"""

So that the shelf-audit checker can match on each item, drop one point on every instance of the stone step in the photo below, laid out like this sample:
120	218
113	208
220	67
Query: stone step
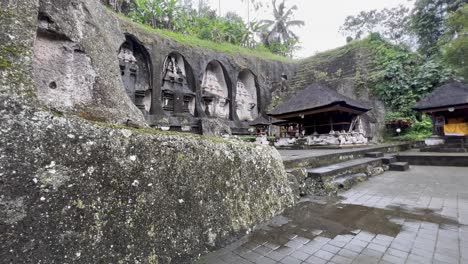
434	158
387	160
374	154
399	166
444	149
343	168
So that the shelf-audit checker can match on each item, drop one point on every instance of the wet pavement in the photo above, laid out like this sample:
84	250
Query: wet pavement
418	216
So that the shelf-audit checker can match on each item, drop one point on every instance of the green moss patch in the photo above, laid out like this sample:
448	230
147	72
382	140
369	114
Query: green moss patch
193	41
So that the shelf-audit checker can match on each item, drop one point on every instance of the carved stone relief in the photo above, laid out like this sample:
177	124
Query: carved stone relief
246	97
177	96
135	73
216	102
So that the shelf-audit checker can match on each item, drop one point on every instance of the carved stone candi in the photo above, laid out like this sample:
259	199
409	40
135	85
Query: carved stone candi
176	96
246	97
215	93
135	71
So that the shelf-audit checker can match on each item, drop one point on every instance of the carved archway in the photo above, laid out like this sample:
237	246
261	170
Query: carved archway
135	69
216	92
177	89
247	107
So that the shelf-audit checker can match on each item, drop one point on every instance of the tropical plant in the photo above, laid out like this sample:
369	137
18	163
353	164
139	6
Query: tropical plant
428	22
392	24
455	49
280	36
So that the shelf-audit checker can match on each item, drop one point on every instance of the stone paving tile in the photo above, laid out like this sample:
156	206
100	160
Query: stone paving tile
372	253
348	253
265	260
291	260
315	260
300	255
331	248
377	247
324	254
417	242
341	260
393	259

"""

Instructions to follow:
Omit every picture, then reproduce the rest of the listing exactly.

Result:
So that the shelf-audit checker can match on each item, drop one point on every instance of the stone step in the photo below, laid out like this sample:
120	218
113	208
220	67
Query: stone step
434	158
387	160
374	154
399	166
444	149
343	168
So that the shelf-audit checker can match on each item, drop one point on every instance of the wet pavement in the photo above, laid out like this sample:
84	250
Query: wet pavement
418	216
So that the shelf-audit checker can match on each item, drop one point on every instance of the green moss patch in the photo above, laid out like this sample:
448	230
147	72
382	140
369	114
Query: green moss patch
193	41
So that the shelf-audit checker can match on each item, drop one point on every instance of the carved stone relief in the photo above, laid out like this sample:
177	124
Query: carved stone relief
246	97
177	96
135	73
216	102
So that the shelf-audit checker can match on each item, drop one point on every instance of the carved stone candi in the photo above, laid out like this sample:
259	199
409	40
135	85
Query: carved stone candi
176	96
246	97
215	93
135	71
So that the shelf-audit checker can match on each item, drop one point on every instance of the carved archway in the photo above, laid out like this sample:
237	246
261	170
Query: carved archway
135	69
216	92
177	89
247	107
So that the shelf-audit checker can match on each item, drop one point on every instance of the tropical plant in the photo above, laid out like this sample:
369	137
18	163
353	164
139	6
Query: tropical plant
428	22
392	24
455	49
280	36
So that the shelf-audit checker can match on each item, drop one point on every instance of the stone paving tile in the photo above, laid out like this sample:
156	206
100	160
Query: stone paving tile
372	253
348	253
265	260
291	260
315	260
300	255
331	248
377	247
324	254
417	242
341	260
393	259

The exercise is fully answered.